**Supplied records**

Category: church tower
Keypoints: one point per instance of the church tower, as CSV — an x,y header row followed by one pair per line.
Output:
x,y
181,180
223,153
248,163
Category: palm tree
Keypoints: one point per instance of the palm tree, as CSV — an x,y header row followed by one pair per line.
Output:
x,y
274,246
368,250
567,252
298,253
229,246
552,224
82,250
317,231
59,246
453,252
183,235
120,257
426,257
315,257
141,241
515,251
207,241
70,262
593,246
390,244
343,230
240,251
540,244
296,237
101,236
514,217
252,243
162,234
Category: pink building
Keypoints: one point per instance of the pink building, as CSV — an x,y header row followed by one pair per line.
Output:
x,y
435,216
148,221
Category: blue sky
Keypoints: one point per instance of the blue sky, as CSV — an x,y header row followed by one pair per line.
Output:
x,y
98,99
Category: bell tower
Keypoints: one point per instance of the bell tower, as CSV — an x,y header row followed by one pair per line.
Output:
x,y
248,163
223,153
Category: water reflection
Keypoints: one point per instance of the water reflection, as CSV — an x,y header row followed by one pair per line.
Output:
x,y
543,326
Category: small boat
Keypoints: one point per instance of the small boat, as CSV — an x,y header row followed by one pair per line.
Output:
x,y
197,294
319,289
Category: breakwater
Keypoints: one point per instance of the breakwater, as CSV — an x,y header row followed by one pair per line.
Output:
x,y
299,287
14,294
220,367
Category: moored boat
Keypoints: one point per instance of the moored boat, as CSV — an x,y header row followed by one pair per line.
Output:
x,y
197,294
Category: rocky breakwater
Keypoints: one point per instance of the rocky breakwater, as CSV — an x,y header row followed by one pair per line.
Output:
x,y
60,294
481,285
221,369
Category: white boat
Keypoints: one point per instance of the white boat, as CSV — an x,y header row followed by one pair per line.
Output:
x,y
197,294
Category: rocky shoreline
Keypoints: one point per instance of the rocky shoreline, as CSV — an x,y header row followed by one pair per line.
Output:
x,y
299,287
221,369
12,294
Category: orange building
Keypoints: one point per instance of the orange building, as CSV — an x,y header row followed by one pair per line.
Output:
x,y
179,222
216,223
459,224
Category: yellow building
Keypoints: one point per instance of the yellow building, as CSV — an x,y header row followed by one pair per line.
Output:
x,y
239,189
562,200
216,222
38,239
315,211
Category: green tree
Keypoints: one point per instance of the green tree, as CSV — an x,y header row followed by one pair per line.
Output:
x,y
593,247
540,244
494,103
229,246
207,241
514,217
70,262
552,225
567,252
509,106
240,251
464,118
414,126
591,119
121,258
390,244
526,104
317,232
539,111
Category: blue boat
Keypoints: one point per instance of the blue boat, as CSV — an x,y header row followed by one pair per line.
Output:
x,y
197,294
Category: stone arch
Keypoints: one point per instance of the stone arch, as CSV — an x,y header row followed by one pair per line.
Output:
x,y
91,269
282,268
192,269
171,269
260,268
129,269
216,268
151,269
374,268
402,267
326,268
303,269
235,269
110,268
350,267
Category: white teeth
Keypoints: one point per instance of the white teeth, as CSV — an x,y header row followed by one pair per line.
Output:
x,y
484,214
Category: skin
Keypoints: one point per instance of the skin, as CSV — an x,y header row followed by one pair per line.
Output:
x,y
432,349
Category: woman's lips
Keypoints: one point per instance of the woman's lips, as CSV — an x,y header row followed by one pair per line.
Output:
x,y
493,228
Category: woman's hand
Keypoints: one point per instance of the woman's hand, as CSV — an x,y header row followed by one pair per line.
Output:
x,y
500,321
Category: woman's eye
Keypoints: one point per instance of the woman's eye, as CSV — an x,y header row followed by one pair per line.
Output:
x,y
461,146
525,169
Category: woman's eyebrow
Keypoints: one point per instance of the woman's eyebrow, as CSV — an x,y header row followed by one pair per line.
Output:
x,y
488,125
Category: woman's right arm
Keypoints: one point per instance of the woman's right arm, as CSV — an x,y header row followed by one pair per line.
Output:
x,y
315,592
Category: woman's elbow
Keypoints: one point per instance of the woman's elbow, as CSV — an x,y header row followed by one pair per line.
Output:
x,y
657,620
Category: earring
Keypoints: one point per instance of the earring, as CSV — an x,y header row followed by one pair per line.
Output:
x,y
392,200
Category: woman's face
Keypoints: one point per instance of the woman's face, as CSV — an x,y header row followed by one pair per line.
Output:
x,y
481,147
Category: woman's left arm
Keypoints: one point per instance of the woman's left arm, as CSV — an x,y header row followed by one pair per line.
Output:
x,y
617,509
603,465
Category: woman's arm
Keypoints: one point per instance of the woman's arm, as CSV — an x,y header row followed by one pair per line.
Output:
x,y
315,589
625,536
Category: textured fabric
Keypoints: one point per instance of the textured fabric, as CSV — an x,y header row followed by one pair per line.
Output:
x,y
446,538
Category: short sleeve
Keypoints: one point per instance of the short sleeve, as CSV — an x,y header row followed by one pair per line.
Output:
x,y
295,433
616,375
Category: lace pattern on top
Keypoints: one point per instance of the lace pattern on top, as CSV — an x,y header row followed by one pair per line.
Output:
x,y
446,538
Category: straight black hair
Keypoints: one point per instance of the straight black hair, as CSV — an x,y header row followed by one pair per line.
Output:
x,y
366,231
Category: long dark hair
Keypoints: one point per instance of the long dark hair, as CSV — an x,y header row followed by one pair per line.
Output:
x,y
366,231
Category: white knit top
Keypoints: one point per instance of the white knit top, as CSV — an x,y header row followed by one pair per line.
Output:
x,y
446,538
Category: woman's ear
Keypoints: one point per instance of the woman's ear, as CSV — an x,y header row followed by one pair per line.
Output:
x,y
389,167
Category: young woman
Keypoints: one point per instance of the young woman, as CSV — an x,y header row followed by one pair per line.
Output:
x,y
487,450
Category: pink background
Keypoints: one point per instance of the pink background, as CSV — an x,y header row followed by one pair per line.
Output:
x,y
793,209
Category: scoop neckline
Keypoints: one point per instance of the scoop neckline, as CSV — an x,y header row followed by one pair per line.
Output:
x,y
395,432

**Work instructions**
Each line of the listing has to be reproduced exactly.

**Task result**
Category: church tower
Keypoints: one point per instance of the church tower, as CSV — an x,y header row followed by one pair per line.
Output:
x,y
181,180
223,153
248,163
Category: palm tree
Keypoints: one point per instance of the palm tree, as CSV — an x,y header row followed by one pair per line.
Output:
x,y
274,246
368,250
567,252
298,253
229,246
552,224
82,250
317,231
59,246
453,252
183,235
120,257
426,257
315,257
141,241
515,251
207,241
70,262
593,246
390,244
343,230
240,251
540,244
296,237
101,236
514,217
252,243
162,234
Category: pink building
Keypoints: one point per instance of the pink building, as CSV — an x,y header row followed by one pair per line.
Output:
x,y
435,216
148,221
Category: blue sky
Keypoints: one point per instance of the blue sky, as CSV — an x,y header row followed by one pair per line.
Output:
x,y
98,99
Category: bell tower
Keypoints: one point per instance of the bell tower, as CSV — an x,y header row followed by one pair per line.
Output:
x,y
248,163
223,153
Category: water reflection
Keypoints: one point per instance of the water reflection, as CSV — an x,y header row followed by one pair per line.
Output:
x,y
543,326
Category: small boat
Keypoints: one point per instance of the small boat, as CSV — an x,y header row followed by one pair per line.
Output:
x,y
197,294
319,289
Category: breakwater
Keypoints: one point per instance of the breakwater, as CSV — an x,y header row followed by one pair per line.
Output:
x,y
299,287
14,294
220,367
Category: moored boat
Keypoints: one point per instance of the moored boat, as CSV — an x,y header row followed by one pair per line.
Output:
x,y
197,294
Category: rocky breakwater
Keypoints: one point per instance of the rocky breakwater, as CSV — an x,y header row followed by one pair per line.
Output:
x,y
60,294
481,285
221,369
Category: white boat
Keypoints: one point per instance of the white boat, as CSV — an x,y header row followed by one pair per line.
Output:
x,y
197,294
Category: rocky shoreline
Keypoints: one point per instance of the rocky shoreline, as CSV — an x,y header row followed by one pair per line.
Output:
x,y
299,287
221,369
12,294
Category: orange building
Keypoints: one point per instance of the orange building, as CSV — an x,y header row followed by one pair per line.
Output:
x,y
179,222
216,223
459,224
Category: yellow building
Keypoints: one point per instance of the yellow building, as CSV — an x,y header row followed by one pair per line.
Output:
x,y
239,189
562,200
216,222
38,239
315,211
Category: green tree
Keypoints: one point per instance of the green tree, as CSV — an x,y header row followed by one pair per line.
Output:
x,y
593,247
540,244
494,103
229,246
207,241
514,217
70,262
552,225
567,252
509,106
240,251
464,118
414,126
591,119
121,258
390,244
526,104
317,232
539,111
Category: blue boat
Keypoints: one point per instance of the blue boat, as CSV — an x,y header row followed by one pair per line.
Output:
x,y
197,294
Category: stone arch
Keypoints: one point per instance of the stone arch, as CSV — an x,y header row followed by one pair per line.
Output:
x,y
91,269
282,268
192,269
171,269
260,268
129,269
216,268
151,269
374,268
402,267
326,268
303,269
235,269
110,268
350,267
Category: white teeth
Keypoints: one point per instance of the white teeth, as CSV — an x,y header row followed by one pair per line.
Output:
x,y
484,214
Category: skin
Keypoints: one point per instance of the skin, as CSV — an x,y header row followed by one pair per line.
Output:
x,y
432,349
Category: woman's lips
Keypoints: one point per instance of the woman's lips, as CSV — an x,y header row followed by one pair per line.
Output:
x,y
493,228
Category: woman's hand
Keypoints: one point per instance of the woman's hand, as CSV — an x,y header row followed by one pair per line.
Output:
x,y
500,321
Category: woman's eye
Keypoints: one point per instance of the woman's eye, as CSV — an x,y header row followed by one pair per line.
Output:
x,y
461,146
525,169
Category: woman's eyebrow
Keypoints: one point per instance of the woman's eyebrow, as CSV — an x,y header row followed by one pair per line.
Output:
x,y
488,125
Category: woman's right arm
Keypoints: one point per instance of the woman's right arm, as CSV — an x,y header row followed by one pair per line.
Output:
x,y
315,592
Category: woman's elbow
Keypoints: one point per instance of the woman's elbow, as CSV — an x,y header row followed by one pair per line.
Output:
x,y
657,620
Category: earring
Keypoints: one point per instance of the earring, as CSV — an x,y header row followed by one pair per line.
Output:
x,y
392,200
Category: woman's face
Keypoints: one point per instance of the woman's face, as CSV — an x,y header row followed by one pair per line.
Output:
x,y
481,147
Category: woman's left arm
Keypoints: one point per instance of the woman's left arm, as CSV — an x,y header row followed by one pair per line.
Output:
x,y
617,509
603,465
Category: woman's arm
Keypoints: one point per instance of the woman's arm, as CSV — an x,y header row followed by one pair per line.
Output:
x,y
315,589
625,536
Category: textured fabric
Keypoints: one point per instance of the textured fabric, as CSV — an x,y header row followed by one pair per line.
Output:
x,y
446,538
Category: short sleeve
Keypoints: one point per instance of the short sleeve, as CSV — an x,y header row followed by one pair per line.
Output:
x,y
295,433
616,375
Category: lace pattern on top
Keypoints: one point per instance of the lace pattern on top, as CSV — an x,y header row followed by one pair per line.
Output:
x,y
446,538
Category: straight black hair
Keypoints: one point per instance of the straight black hair, as CSV — an x,y header row followed by one pair per line.
Output:
x,y
366,231
Category: long dark hair
Keypoints: one point per instance of the long dark hair, as CSV — an x,y header row followed by one pair per line.
Output:
x,y
366,231
Category: white knit top
Keypoints: one point per instance of the white knit top, as CSV — an x,y header row followed by one pair per line.
Output:
x,y
446,538
Category: woman's ear
Keypoints: one point per instance of the woman's ear, as CSV — an x,y header row followed by one pair per line.
Output:
x,y
389,167
Category: young woman
Keypoints: one point per instance of the young woman, as CSV — an x,y header row followed by one pair per line.
Output:
x,y
487,450
Category: pink background
Keypoints: one point per instance of the pink background, as CSV — an x,y header row followed by one pair per line.
Output:
x,y
793,209
Category: scoop neckline
Keypoints: one point per instance of the scoop neckline, as CSV — an x,y header row followed by one pair per line.
Output:
x,y
395,432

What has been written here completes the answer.